[[ RECORDS TO USE open ]]
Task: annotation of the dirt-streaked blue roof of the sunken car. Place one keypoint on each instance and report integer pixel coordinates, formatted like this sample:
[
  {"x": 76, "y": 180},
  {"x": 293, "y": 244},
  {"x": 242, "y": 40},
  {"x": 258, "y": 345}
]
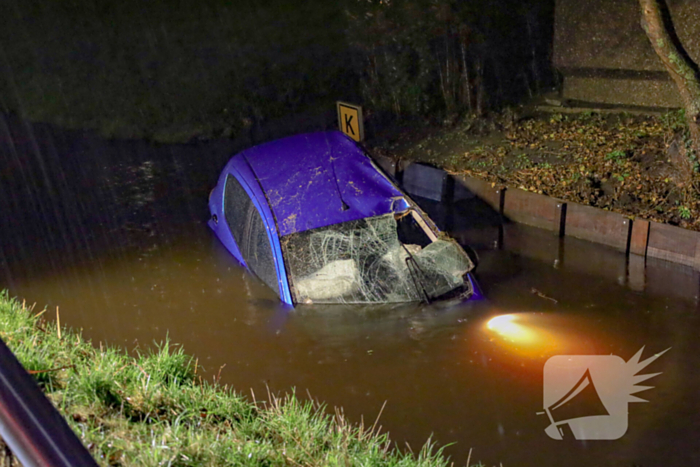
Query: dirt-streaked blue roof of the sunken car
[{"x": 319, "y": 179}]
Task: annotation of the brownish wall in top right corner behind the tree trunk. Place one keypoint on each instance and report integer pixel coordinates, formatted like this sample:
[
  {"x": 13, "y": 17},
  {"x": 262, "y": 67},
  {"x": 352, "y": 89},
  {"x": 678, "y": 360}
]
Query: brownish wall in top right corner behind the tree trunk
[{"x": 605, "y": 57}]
[[ RECORDS TO USE closed ]]
[[ RECORDS TO USE open ]]
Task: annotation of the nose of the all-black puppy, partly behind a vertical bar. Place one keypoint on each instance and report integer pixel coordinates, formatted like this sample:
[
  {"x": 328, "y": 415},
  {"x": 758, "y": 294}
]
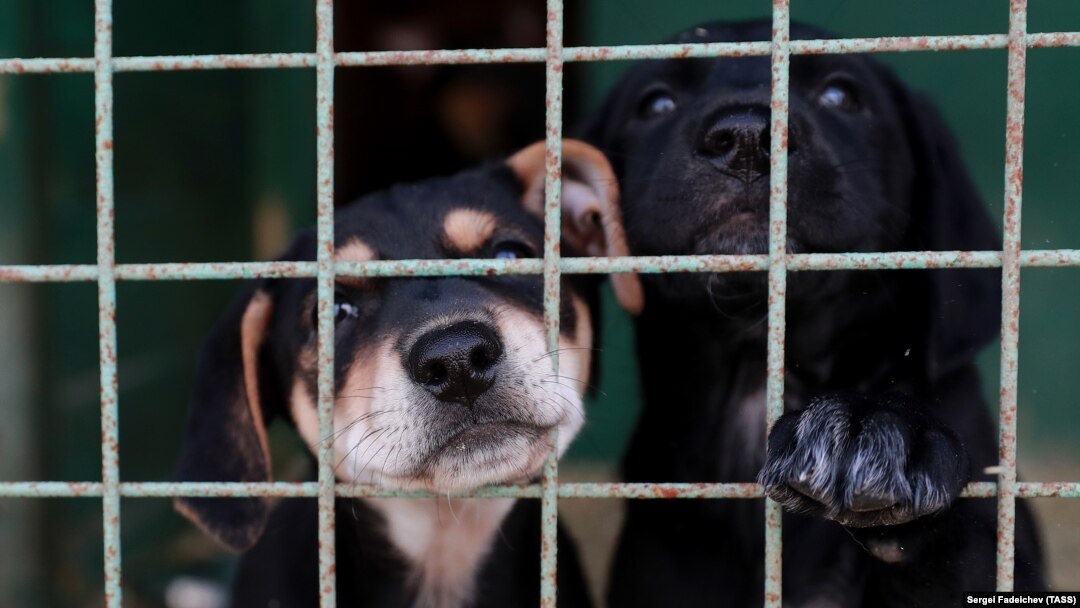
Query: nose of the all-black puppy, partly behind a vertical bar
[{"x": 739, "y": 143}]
[[ RECORDS TO USE closed ]]
[[ RECORDS TO USE open ]]
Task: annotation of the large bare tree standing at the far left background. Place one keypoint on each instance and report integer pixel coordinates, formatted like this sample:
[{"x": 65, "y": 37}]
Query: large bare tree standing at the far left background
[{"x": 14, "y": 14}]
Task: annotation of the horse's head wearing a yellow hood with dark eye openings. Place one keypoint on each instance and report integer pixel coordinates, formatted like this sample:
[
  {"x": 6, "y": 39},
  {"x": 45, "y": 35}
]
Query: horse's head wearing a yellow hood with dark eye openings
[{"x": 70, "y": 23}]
[[ RECORDS TO USE closed ]]
◆ **DESCRIPTION OF THE TASK**
Lines from the entries that contain the string "instance" must be found and copied.

◆ **RESULT**
Task: annotation of the dirt-streaked blue roof of the sunken car. Place one keypoint on each instance and report integer pixel coordinates, formatted like this sample:
Task: annotation of the brownish wall in top right corner behind the tree trunk. Place one keypoint on each instance and report integer pixel coordinates, formatted like this sample:
Task: annotation of the nose of the all-black puppy, partly behind a vertical bar. Place one keypoint on each instance and report integer pixel coordinates, formatted like this sample:
Task: annotation of the large bare tree standing at the far left background. Place one keypoint on each instance and report integer pixel coordinates, formatted like this sample:
Task: annotation of the horse's head wearing a yellow hood with dark eye openings. Place one keypoint on each instance and report integer pixel coordinates, formatted like this sample:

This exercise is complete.